== MATERIAL PROVIDED ==
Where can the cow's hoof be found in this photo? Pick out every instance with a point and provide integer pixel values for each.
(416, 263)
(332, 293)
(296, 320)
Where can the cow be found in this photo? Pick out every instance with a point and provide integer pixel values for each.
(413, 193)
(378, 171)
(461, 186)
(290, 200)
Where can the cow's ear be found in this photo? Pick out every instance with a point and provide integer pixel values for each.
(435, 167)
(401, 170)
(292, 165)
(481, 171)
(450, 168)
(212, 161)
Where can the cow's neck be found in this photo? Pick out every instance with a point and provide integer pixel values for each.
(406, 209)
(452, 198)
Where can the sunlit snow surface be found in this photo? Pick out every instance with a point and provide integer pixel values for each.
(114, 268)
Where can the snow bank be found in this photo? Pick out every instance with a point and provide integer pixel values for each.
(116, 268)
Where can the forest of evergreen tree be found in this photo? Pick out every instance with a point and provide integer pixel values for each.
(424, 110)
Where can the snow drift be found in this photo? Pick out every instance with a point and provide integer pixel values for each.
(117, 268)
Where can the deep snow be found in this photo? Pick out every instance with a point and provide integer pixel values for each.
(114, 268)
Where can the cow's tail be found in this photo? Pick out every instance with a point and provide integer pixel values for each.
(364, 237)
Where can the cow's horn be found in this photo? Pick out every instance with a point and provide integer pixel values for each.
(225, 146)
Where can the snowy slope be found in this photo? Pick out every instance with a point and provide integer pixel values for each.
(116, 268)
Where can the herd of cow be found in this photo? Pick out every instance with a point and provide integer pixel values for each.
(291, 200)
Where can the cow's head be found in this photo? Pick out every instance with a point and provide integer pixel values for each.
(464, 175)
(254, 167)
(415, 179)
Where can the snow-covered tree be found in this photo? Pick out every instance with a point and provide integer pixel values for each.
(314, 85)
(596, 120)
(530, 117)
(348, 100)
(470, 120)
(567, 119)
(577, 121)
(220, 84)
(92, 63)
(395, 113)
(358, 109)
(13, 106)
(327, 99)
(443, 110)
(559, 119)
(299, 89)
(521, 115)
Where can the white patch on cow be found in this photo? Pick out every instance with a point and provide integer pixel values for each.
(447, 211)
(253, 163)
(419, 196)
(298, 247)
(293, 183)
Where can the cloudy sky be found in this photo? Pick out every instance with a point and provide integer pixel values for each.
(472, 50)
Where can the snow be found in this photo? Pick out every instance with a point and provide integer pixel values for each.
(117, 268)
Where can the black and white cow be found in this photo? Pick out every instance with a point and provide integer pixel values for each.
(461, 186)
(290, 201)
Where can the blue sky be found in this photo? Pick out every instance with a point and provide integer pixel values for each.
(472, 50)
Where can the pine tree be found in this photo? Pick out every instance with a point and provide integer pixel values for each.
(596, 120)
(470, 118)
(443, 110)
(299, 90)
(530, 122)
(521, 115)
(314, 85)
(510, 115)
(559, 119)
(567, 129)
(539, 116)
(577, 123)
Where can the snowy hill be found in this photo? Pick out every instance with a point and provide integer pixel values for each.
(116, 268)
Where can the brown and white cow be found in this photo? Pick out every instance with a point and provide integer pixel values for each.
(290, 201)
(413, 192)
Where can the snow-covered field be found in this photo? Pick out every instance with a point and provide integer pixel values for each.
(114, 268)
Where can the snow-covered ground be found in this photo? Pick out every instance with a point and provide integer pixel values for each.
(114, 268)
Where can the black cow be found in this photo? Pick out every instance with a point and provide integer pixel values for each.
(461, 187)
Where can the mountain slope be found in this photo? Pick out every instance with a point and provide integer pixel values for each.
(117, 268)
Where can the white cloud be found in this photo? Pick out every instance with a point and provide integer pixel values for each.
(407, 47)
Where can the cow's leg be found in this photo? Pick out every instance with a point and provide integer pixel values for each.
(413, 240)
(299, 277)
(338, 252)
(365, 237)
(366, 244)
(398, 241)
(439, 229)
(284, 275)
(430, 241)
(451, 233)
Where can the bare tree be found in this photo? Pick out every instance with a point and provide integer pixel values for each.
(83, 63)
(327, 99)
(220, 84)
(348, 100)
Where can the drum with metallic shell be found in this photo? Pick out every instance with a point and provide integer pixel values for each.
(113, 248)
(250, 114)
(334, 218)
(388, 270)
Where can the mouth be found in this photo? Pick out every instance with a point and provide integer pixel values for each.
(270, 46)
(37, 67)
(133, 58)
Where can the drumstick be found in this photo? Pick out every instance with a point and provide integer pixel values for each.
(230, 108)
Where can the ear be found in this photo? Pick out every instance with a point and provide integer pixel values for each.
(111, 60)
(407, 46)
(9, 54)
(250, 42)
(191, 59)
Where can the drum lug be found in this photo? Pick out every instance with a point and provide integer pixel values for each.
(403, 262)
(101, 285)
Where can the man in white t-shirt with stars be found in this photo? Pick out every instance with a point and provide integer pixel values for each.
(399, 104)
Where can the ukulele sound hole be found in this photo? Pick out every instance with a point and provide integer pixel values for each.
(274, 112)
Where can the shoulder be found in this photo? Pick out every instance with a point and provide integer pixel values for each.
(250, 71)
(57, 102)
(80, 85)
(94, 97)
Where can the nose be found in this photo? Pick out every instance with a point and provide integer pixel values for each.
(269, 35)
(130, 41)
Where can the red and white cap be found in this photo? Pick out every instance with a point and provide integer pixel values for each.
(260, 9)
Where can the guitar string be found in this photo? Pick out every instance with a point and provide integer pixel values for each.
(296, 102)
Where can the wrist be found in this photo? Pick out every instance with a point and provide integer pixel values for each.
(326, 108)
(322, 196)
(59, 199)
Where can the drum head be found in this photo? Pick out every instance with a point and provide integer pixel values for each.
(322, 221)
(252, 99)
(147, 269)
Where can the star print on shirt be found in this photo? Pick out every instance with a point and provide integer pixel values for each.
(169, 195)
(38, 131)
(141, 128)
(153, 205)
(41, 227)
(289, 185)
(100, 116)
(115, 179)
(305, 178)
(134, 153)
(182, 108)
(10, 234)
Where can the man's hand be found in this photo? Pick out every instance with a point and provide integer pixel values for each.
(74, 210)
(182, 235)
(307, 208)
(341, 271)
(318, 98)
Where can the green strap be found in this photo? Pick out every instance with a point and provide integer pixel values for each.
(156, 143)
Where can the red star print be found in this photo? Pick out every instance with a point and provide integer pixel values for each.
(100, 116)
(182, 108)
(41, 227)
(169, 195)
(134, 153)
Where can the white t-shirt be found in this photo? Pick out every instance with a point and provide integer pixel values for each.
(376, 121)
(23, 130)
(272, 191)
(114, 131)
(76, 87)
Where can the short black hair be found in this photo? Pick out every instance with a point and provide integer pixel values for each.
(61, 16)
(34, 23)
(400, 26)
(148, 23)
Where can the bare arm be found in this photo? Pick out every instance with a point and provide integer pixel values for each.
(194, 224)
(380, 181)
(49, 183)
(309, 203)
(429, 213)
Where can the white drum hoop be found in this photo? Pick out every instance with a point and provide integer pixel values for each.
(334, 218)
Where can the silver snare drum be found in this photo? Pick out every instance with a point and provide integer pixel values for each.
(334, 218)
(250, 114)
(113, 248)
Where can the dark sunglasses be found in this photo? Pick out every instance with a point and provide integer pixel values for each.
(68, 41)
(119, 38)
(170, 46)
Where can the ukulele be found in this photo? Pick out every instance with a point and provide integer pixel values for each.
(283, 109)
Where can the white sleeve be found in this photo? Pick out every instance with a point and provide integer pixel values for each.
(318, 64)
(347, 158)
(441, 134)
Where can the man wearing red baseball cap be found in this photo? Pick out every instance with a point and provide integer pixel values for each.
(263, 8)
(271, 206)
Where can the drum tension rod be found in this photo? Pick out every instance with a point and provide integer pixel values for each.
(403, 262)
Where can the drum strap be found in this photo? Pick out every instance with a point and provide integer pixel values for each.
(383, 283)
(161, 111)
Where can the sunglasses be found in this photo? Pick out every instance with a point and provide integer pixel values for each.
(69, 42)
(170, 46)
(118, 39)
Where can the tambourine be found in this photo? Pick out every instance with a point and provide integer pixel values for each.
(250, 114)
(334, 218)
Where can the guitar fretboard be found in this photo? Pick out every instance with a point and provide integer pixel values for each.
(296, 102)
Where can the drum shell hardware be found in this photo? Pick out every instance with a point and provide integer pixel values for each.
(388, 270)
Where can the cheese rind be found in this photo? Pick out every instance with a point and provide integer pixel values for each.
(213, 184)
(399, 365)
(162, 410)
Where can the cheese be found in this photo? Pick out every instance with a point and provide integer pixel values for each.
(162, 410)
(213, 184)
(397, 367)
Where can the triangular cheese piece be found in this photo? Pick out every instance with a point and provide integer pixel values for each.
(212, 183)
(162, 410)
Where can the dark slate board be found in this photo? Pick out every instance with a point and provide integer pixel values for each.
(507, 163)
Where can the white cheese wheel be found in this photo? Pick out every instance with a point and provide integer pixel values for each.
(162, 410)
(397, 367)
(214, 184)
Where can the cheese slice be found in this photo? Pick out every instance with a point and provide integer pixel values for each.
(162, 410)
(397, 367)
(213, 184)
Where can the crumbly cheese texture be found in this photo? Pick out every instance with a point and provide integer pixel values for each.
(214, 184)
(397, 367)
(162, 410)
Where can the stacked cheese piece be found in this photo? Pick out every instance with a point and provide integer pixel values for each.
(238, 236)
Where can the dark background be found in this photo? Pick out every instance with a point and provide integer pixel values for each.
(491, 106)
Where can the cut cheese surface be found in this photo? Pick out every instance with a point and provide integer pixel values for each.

== PROBLEM REQUIREMENTS ==
Return exactly the lines from the one containing "Where can the white cheese" to the last line of the data, and nothing more.

== EXERCISE SOLUTION ==
Where can the white cheese wheel be found in this photo? Pick out every instance with a point and provide integer pixel values for each.
(162, 410)
(397, 367)
(214, 184)
Where can the cheese slice be found in this photo? Pick out every instance with a point and provide integer pixel values for each.
(162, 410)
(397, 367)
(213, 184)
Where can the crumbly cheese texture be found in this photo? Pick out every instance with a point and provide integer pixel values for each.
(214, 184)
(397, 367)
(162, 410)
Where can the stacked cheese piece be found in this photo? Pick out every instance with a point and provide integer pixel values for each.
(238, 236)
Where can the dark background be found in this photo? Pick out every instance with a point and provide integer pixel values for each.
(491, 106)
Where can the cut cheese surface be found in this photo? Pick out every instance with a point and provide integer pixel values for each.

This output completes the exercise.